[WORK TO BE COMPLETED]: Reproduce the lines below word for word, without the pictures.

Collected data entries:
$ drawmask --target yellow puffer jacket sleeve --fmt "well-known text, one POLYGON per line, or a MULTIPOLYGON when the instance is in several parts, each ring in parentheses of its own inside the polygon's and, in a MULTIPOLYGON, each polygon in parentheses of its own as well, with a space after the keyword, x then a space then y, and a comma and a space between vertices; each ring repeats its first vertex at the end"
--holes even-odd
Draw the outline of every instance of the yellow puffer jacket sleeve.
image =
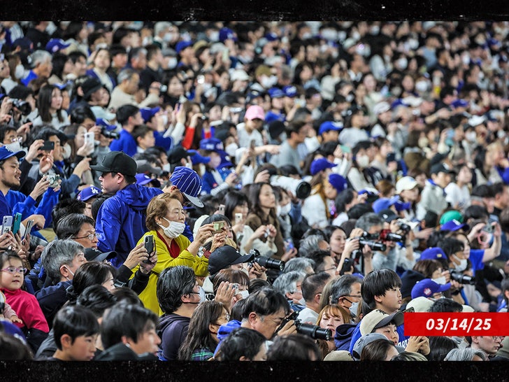
MULTIPOLYGON (((206 276, 208 268, 208 260, 206 257, 194 256, 192 253, 187 250, 186 248, 191 243, 183 235, 180 235, 174 239, 175 242, 178 244, 180 248, 180 253, 175 258, 170 255, 166 244, 157 236, 157 233, 155 231, 150 231, 145 234, 138 241, 138 244, 143 243, 145 240, 145 236, 148 235, 154 236, 154 243, 157 253, 157 262, 152 269, 152 272, 150 274, 146 288, 138 295, 138 297, 145 308, 159 316, 161 311, 159 309, 159 302, 157 301, 157 280, 161 272, 169 267, 185 265, 192 268, 196 276, 202 276, 201 274, 203 272, 205 272, 204 276, 206 276)), ((139 266, 137 265, 133 269, 133 275, 134 275, 134 273, 138 268, 139 266)))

[THE COMPLETED TASK]:
$ drawmask --target yellow puffer jacket sleeve --fmt "well-known text, one POLYGON per line, or a MULTIPOLYGON when the instance is in several parts, each ring in parentheses of its own inside the polygon's and, in a MULTIPOLYGON, each polygon in parentheses of its own as well, with a space after the keyword, x then a space then y, and a comma and a space between vertices; each ring repeats its first vertex at the end"
--holes even-odd
Draw the outline of every instance of the yellow puffer jacket sleeve.
image =
MULTIPOLYGON (((206 276, 208 268, 208 260, 206 257, 194 256, 192 253, 187 250, 186 248, 191 243, 183 235, 180 235, 174 239, 175 242, 178 244, 180 248, 180 253, 175 258, 170 255, 166 244, 157 236, 157 233, 155 231, 150 231, 145 234, 138 241, 138 244, 143 243, 145 240, 145 236, 148 235, 154 236, 154 243, 157 253, 157 262, 152 269, 152 272, 150 274, 146 288, 138 295, 138 297, 145 308, 159 316, 161 311, 159 309, 159 302, 157 301, 157 280, 161 272, 169 267, 185 265, 192 268, 196 276, 202 276, 201 274, 203 272, 205 272, 204 276, 206 276)), ((139 266, 137 265, 133 269, 133 275, 134 275, 134 273, 138 268, 139 266)))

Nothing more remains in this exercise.